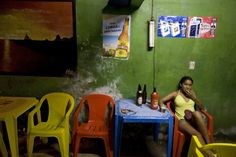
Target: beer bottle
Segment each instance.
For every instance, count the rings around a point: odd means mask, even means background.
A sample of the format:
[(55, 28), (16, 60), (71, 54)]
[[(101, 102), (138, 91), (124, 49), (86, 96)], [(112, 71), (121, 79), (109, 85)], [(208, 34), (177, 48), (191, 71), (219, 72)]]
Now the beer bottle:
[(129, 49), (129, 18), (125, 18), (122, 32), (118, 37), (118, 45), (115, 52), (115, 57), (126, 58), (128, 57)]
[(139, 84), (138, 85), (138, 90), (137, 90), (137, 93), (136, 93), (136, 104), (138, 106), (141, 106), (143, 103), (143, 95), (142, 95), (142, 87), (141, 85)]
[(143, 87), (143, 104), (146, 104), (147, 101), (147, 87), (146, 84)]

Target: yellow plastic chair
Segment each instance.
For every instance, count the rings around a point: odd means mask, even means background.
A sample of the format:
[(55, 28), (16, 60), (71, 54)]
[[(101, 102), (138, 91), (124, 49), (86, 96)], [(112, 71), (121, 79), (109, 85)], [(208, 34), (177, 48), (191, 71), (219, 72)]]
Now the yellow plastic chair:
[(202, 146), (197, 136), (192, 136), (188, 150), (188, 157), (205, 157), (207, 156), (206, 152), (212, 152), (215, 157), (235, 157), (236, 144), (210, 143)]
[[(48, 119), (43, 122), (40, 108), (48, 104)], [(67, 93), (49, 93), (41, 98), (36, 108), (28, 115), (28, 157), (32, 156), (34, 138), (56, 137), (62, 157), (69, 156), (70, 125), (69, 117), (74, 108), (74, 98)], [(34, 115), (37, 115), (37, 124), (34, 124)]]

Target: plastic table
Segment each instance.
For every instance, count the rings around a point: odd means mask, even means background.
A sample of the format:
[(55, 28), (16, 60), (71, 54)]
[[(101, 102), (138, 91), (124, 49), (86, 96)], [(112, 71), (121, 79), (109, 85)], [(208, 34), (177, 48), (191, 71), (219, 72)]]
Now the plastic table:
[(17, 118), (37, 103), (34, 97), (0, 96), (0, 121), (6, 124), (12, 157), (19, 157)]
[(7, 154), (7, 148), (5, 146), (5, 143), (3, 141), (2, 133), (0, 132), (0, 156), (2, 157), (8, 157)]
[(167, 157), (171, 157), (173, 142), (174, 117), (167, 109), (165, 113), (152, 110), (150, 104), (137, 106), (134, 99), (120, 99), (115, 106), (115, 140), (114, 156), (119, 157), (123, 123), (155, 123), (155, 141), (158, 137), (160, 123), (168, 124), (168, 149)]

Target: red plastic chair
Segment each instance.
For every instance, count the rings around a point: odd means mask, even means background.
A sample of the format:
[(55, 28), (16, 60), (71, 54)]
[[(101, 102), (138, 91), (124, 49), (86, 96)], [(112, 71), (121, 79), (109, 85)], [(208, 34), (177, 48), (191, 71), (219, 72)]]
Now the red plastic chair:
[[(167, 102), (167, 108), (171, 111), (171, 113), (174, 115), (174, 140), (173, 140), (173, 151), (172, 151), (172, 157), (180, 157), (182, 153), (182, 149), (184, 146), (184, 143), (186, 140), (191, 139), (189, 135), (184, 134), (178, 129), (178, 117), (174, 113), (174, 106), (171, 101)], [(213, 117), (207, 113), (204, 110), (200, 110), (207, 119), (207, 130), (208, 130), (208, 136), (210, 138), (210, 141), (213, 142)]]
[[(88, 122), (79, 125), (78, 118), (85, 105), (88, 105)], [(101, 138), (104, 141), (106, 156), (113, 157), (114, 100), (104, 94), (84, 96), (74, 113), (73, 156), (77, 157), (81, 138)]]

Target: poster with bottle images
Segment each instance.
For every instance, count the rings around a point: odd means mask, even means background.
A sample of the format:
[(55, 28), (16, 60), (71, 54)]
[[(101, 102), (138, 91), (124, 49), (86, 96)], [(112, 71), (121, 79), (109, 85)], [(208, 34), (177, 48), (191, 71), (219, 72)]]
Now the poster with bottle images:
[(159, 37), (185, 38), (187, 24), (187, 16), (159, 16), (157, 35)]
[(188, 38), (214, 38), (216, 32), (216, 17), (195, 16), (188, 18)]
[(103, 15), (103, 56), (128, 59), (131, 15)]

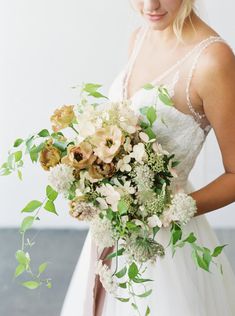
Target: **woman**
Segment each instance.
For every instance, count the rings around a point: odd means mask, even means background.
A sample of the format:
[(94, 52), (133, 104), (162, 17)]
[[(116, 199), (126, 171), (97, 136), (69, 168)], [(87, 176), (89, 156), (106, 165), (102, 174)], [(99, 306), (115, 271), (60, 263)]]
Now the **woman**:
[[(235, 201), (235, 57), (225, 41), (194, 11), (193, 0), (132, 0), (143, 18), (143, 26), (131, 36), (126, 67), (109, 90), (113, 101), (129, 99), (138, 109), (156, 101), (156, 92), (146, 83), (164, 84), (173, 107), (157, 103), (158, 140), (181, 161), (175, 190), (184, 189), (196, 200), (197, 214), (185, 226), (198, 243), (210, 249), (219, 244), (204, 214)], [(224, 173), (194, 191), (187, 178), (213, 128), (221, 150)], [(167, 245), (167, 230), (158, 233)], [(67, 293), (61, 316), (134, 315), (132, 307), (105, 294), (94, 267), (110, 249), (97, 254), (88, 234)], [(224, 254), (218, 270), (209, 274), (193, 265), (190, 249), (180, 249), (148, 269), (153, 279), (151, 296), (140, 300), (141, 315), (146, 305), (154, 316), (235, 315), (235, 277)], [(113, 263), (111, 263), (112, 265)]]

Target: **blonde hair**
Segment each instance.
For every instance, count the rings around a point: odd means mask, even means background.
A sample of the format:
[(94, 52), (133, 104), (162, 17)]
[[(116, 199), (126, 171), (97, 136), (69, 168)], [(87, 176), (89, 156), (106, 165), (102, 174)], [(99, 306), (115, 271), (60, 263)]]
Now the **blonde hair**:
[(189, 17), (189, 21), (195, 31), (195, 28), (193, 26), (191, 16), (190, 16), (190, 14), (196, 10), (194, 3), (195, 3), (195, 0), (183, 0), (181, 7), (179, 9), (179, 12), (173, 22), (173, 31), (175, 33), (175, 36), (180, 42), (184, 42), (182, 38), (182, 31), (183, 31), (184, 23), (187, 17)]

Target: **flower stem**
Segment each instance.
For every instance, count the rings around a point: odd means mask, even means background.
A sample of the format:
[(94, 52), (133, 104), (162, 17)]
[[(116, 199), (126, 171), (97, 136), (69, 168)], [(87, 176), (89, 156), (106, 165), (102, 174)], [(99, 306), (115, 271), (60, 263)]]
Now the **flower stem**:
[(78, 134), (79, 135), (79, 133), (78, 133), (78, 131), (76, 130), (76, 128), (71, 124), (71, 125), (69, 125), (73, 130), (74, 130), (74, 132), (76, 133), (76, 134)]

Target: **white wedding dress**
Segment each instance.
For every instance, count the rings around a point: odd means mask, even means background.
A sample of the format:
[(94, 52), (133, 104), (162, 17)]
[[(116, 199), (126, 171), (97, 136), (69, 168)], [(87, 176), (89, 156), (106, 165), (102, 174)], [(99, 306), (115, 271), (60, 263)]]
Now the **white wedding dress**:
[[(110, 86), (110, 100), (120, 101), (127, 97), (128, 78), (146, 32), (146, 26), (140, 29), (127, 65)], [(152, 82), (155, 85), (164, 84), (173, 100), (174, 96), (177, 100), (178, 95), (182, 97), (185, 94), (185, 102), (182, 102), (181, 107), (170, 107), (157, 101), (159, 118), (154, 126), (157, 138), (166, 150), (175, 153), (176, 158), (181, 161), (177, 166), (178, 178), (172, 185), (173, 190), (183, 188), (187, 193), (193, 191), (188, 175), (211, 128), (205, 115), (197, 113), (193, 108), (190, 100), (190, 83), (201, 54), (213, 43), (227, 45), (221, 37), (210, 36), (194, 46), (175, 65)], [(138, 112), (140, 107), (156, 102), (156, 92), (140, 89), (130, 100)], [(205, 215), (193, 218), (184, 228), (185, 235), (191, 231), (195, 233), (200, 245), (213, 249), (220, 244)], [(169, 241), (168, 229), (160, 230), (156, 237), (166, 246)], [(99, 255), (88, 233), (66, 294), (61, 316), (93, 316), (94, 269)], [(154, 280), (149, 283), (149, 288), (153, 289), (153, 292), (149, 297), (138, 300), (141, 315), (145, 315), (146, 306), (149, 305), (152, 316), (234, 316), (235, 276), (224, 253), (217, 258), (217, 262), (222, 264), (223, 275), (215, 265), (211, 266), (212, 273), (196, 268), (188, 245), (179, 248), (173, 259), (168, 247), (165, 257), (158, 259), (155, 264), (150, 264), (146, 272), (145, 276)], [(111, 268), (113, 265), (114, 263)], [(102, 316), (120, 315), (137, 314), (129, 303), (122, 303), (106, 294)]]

▸ Problem:
Taking the records as a whole, report how many of their lines include the word "Target". Nothing but the number is wanted.

▸ Task answer:
9